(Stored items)

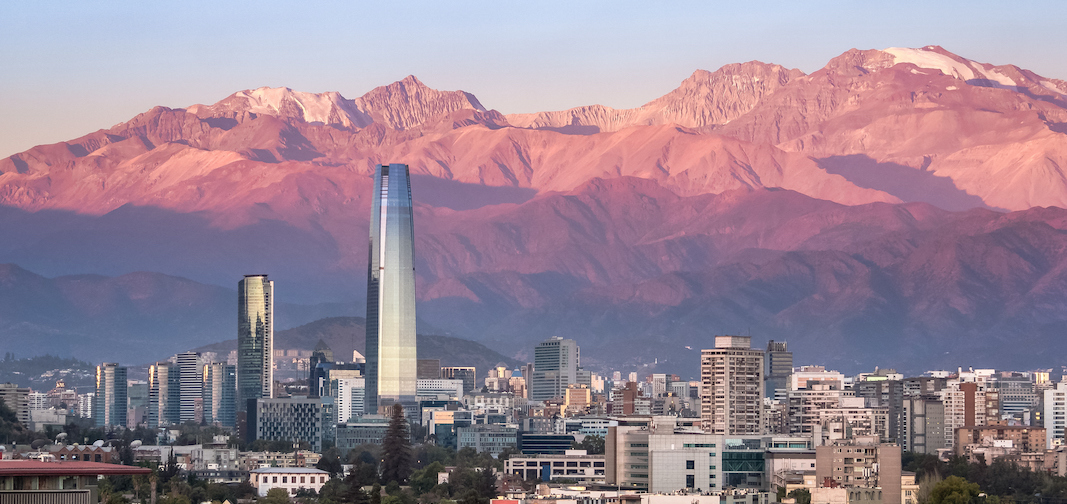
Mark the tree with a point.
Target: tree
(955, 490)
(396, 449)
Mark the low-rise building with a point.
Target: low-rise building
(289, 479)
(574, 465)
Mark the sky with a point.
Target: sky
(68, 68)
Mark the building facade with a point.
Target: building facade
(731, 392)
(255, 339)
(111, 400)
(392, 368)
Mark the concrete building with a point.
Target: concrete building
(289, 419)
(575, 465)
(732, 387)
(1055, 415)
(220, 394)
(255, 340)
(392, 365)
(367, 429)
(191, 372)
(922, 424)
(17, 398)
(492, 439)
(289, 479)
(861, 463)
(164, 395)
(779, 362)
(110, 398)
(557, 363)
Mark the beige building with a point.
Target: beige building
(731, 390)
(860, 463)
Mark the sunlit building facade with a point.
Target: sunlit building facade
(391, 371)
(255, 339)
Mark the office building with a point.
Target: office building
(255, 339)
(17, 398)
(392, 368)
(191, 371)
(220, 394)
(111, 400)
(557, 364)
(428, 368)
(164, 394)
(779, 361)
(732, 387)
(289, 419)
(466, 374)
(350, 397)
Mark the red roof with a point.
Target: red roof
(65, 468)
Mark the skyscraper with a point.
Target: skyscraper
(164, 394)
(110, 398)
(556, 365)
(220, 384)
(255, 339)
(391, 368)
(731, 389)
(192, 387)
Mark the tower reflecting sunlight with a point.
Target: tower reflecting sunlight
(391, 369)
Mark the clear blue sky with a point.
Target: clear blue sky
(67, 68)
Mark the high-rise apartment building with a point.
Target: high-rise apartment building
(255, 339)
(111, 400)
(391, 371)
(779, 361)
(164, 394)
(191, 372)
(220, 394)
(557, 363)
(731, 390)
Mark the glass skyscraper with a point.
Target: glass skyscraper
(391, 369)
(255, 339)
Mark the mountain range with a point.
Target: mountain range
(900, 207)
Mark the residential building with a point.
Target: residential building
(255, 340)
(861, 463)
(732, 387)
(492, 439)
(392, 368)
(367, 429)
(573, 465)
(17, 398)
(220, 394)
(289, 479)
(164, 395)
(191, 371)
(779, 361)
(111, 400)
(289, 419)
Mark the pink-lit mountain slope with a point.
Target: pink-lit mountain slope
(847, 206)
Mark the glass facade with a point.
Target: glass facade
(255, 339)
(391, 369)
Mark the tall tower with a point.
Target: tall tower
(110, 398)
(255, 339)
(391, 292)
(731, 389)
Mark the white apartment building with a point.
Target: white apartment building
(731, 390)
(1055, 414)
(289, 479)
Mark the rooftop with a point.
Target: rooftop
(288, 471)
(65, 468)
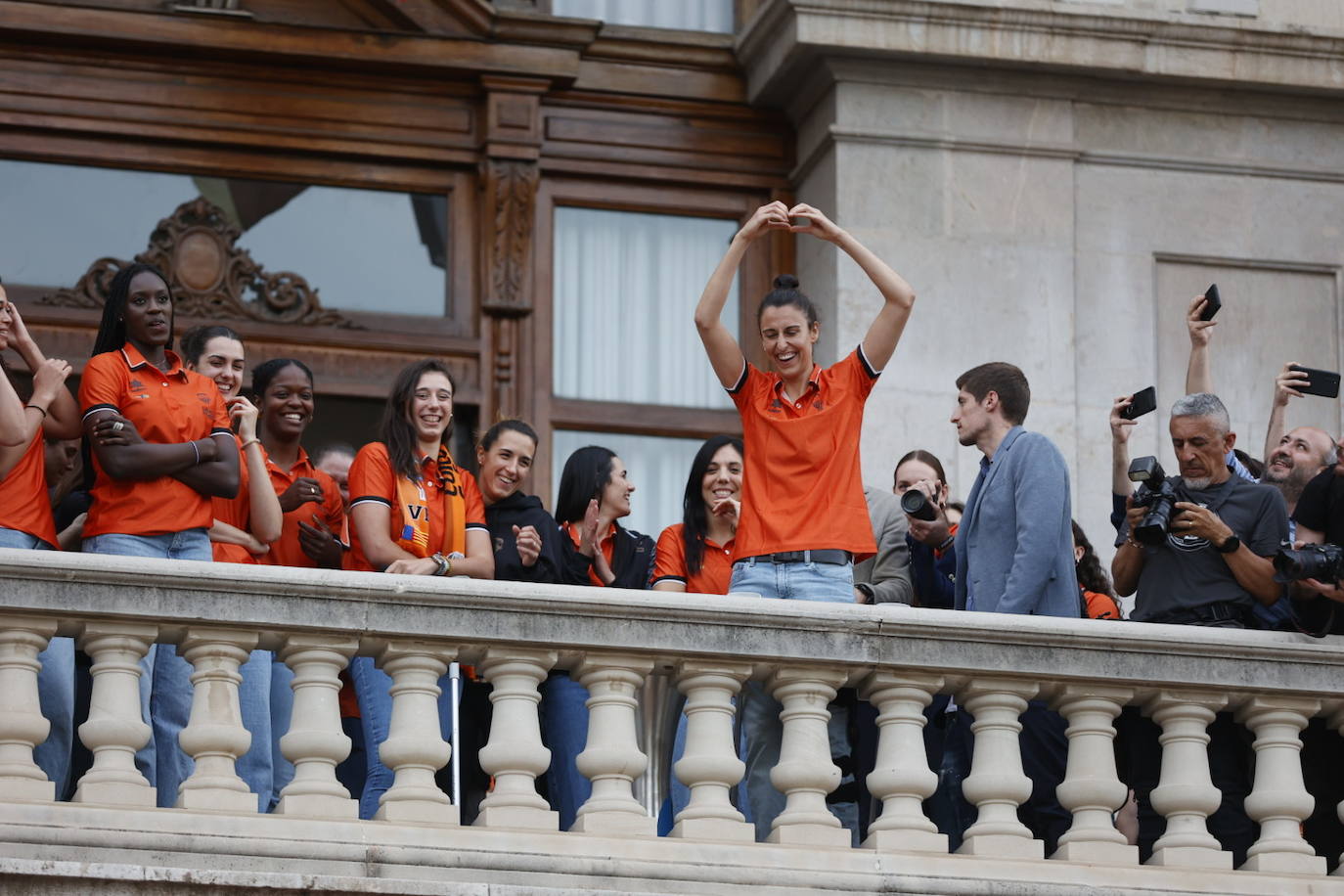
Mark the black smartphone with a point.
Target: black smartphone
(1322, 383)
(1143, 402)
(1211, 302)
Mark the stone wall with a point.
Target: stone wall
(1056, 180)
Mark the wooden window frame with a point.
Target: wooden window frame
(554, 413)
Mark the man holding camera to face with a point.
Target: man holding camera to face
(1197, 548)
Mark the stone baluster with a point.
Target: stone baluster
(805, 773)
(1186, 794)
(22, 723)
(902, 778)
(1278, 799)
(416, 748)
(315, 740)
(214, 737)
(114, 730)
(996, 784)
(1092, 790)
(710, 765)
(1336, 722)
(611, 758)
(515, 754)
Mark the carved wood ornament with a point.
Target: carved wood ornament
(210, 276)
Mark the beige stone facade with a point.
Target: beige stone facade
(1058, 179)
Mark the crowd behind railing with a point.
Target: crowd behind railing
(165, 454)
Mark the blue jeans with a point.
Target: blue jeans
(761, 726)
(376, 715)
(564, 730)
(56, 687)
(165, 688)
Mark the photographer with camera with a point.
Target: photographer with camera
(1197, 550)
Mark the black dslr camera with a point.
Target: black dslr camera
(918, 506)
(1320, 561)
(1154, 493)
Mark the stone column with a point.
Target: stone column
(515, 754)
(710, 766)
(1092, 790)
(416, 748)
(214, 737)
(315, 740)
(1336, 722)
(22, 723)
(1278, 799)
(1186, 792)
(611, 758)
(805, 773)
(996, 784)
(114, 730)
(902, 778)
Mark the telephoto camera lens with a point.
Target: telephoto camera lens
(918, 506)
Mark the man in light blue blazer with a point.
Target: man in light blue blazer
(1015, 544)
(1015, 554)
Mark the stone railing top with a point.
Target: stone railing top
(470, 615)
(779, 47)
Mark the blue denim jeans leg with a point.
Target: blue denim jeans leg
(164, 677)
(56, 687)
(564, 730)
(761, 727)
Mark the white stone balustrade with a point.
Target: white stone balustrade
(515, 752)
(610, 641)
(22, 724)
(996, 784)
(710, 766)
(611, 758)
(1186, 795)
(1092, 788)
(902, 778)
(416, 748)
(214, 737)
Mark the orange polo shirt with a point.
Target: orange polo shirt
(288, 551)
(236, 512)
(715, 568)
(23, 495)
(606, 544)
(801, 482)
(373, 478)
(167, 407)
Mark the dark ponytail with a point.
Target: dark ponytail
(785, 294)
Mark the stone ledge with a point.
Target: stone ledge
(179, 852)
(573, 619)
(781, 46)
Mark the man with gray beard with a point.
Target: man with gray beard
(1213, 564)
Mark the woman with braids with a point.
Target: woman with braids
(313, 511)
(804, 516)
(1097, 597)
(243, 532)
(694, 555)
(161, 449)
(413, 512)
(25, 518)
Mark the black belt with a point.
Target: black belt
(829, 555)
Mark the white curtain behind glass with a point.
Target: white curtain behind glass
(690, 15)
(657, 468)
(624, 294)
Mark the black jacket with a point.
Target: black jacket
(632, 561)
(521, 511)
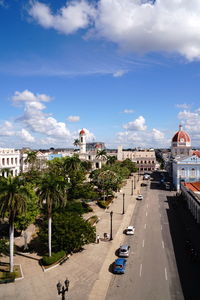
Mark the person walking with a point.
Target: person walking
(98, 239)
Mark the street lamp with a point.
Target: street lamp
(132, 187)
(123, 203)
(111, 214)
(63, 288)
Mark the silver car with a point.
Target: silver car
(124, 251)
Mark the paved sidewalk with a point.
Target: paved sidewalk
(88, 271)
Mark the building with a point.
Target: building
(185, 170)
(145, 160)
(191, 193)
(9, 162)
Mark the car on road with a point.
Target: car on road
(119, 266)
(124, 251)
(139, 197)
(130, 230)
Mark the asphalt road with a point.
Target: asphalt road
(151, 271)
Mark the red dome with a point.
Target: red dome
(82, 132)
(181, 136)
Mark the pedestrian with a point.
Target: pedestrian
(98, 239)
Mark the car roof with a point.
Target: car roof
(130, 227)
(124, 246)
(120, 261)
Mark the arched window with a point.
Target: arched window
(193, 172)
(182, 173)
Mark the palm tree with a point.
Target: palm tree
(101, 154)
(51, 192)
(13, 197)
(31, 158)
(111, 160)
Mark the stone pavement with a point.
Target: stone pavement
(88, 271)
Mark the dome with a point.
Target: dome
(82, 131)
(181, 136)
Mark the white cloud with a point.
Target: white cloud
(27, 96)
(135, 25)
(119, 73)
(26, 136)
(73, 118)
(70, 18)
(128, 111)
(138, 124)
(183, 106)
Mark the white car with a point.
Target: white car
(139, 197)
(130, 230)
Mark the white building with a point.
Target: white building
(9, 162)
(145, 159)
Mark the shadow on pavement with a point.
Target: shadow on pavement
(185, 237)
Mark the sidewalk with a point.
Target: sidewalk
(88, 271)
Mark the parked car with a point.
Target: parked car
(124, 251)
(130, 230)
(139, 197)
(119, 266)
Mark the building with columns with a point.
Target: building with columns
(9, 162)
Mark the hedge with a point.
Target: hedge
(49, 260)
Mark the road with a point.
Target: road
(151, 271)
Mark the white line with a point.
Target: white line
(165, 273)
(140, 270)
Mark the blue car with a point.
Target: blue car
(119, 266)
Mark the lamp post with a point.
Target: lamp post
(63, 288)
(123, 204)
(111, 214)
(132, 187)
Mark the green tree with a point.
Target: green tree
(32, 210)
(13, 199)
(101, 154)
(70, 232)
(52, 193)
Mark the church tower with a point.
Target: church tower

WORK ITEM » Scan the data for lines containing "church" and copy all of them.

TASK SOLUTION »
Mark the church tower with a point.
Target: church tower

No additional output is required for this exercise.